Comparison of Spironolactone and Amiloride on Home Blood Pressure in Resistant Hypertension
Status:
Not yet recruiting
Trial end date:
2022-01-01
Target enrollment:
Participant gender:
Summary
Resistant hypertension is defined as blood pressure that remains above goal despite
concurrent use of three antihypertensive agents of different classes including diuretics.
Patients with resistant hypertension has at least 1.5-fold higher cardiovascular risk than
those with non-resistant hypertension. Therefore, controlling blood pressure is crucial in
patients with resistant hypertension.
It has been unclear which antihypertensive agent should be added in patients who cannot reach
target blood pressure despite use of three antihypertensive agents. There have been three
randomized clinical trials that proved the efficacy of spironolactone in resistant
hypertension, but they were small sized, comparison study to placebo. Recently published
PATHWAY-2 study which compared the efficacy of spironolactone with placebo, doxazosin, and
bisoprolol showed superiority of spironolactone in blood pressure lowering in patients with
resistant hypertension. Thus, revised ACC/AHA and ESC/ESH guideline for arterial hypertension
recommended spironolactone as the fourth agent for resistant hypertension. However, in real
world, adherence to spironolactone may not be adequate because of adverse effect such as
gynecomastia, hyperkalemia, and so on.
Recently, sub-study of PATHWAY-2 revealed that amiloride changes systolic blood pressure by
-22.2 mmHg (95% CI, -24.7 to -19.7) which is comparable with the effect of spironolactone
(-21.8 mmHg; 95% CI, -24.2 to -19.3). However, it was not randomized clinical trial to
compare the effect between spironolactone and amiloride in patients with resistant
hypertension.
This study aims to compare the effect of spironolactone and amiloride on home blood pressure
in resistant hypertensive patients and to compare the rate of target blood pressure
achievement between spironolactone and amiloride in resistant hypertensive patients.

_Work to complete:_
Duplicate the passage from the trial summary on spironolactone and amiloride between "This study aims" and "resistant hypertensive patients.", inclusive.

_Information shown:_
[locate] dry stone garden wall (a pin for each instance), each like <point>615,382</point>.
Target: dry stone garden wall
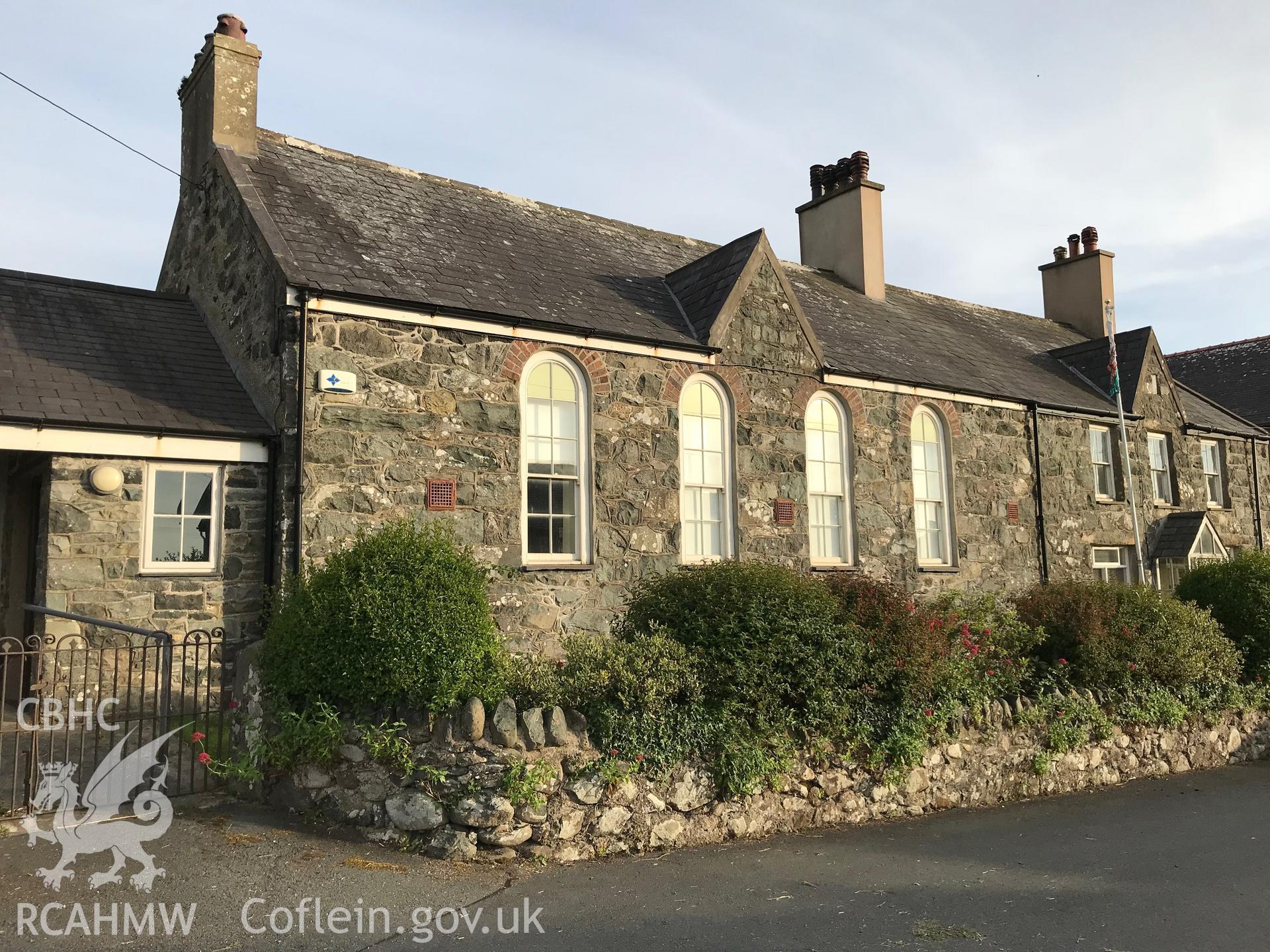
<point>456,804</point>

_Exercise solution:_
This study aims to compare the effect of spironolactone and amiloride on home blood pressure
in resistant hypertensive patients and to compare the rate of target blood pressure
achievement between spironolactone and amiloride in resistant hypertensive patients.